## Exercise goal
Within the records that follow, find every line containing the string "query". Copy those lines.

(Stored data)
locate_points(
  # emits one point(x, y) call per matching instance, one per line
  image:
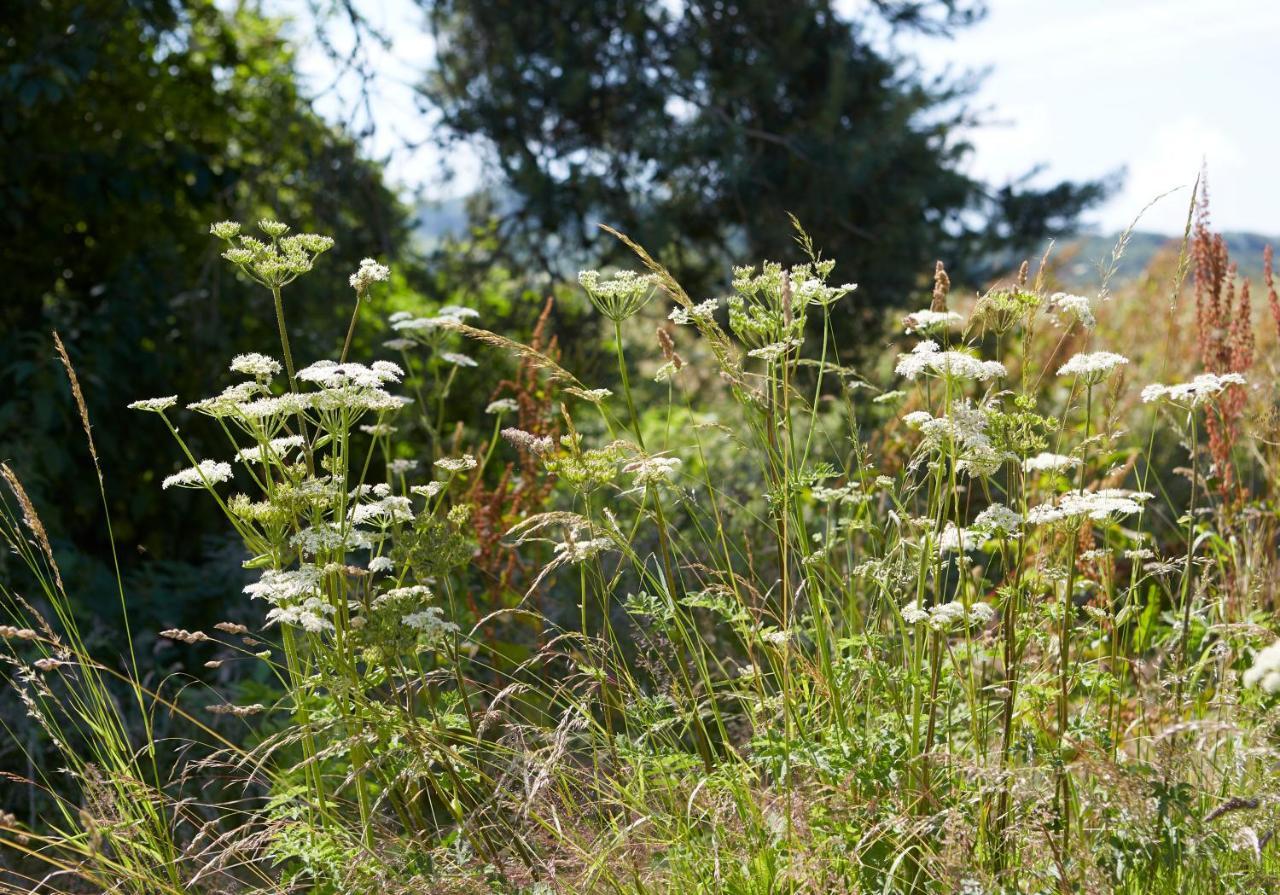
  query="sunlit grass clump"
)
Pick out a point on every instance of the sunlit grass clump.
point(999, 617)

* * *

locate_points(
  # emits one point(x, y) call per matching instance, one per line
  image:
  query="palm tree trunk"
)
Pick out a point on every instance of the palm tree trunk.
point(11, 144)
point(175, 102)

## Written solution
  query="sunlit grass clump"
  query="palm tree trunk"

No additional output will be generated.